## YOUR OBJECTIVE:
When you restate the records, do so word for word and omit any picture they contain.
Top of RECORDS SHOWN
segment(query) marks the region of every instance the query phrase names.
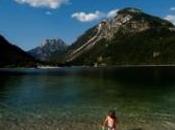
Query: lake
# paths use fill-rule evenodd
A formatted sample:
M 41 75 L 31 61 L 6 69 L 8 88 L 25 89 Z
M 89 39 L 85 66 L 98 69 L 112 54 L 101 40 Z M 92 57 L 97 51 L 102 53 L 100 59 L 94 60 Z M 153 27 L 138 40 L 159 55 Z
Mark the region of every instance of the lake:
M 175 130 L 175 67 L 0 69 L 0 129 Z

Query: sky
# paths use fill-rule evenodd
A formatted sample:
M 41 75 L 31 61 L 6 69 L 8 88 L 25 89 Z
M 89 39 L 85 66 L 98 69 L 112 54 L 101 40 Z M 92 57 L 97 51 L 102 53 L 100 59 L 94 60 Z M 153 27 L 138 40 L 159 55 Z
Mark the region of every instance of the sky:
M 0 0 L 0 34 L 24 50 L 45 39 L 72 44 L 119 9 L 135 7 L 175 24 L 175 0 Z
Bottom of RECORDS SHOWN
## ANSWER TO THE EXERCISE:
segment(query) marks the region of every instance the query phrase names.
Query: lake
# paths use fill-rule evenodd
A formatted sample:
M 41 75 L 31 61 L 6 69 L 8 88 L 25 89 Z
M 89 39 L 85 66 L 98 69 L 112 54 L 101 40 Z M 92 57 L 97 51 L 102 53 L 100 59 L 94 60 Z M 153 27 L 138 40 L 159 55 Z
Mark the region of every instance of the lake:
M 175 130 L 175 67 L 0 69 L 0 129 Z

Query: sky
# paths use fill-rule evenodd
A formatted sample:
M 41 75 L 31 61 L 6 69 L 8 88 L 25 89 Z
M 89 39 L 85 66 L 98 69 L 112 54 L 101 40 Z M 92 57 L 97 51 L 102 53 L 100 59 L 94 60 Z M 153 27 L 138 40 L 159 55 Z
Mark the region of every instance of the sky:
M 0 0 L 0 34 L 24 50 L 45 39 L 72 44 L 119 9 L 135 7 L 175 24 L 175 0 Z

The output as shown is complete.